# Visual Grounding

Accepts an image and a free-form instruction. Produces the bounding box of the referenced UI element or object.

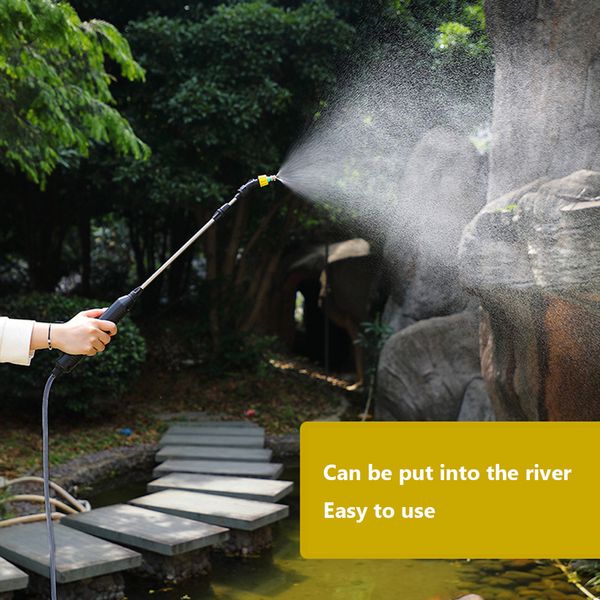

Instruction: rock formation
[377,127,493,421]
[460,169,600,420]
[378,310,493,421]
[383,127,486,331]
[485,0,600,200]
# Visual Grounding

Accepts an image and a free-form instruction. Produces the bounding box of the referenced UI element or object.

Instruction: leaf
[0,0,148,184]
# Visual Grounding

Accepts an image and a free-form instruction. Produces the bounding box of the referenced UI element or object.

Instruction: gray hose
[42,373,58,600]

--------------------------------

**WHAT TO DO**
Would you retype all the material above exactly, apart from its pictures?

**OUTPUT BELOW**
# Visual Grounding

Accepts an image and a free-form instruction. Produces the bounding box of the referenced UI element or object.


Instruction: rock formation
[377,127,493,421]
[460,169,600,420]
[378,310,493,421]
[383,127,486,331]
[485,0,600,200]
# Visual Grounding

Accepts an image and a free-form instruction. Produces the bounding box of the referenced UI element or object.

Instruction: leaf
[0,0,148,184]
# Visual Grounding

Accepts an image and a free-form instruction. Produces the bounding box of the referenced UI element or object.

Instruction: gray hose
[42,373,58,600]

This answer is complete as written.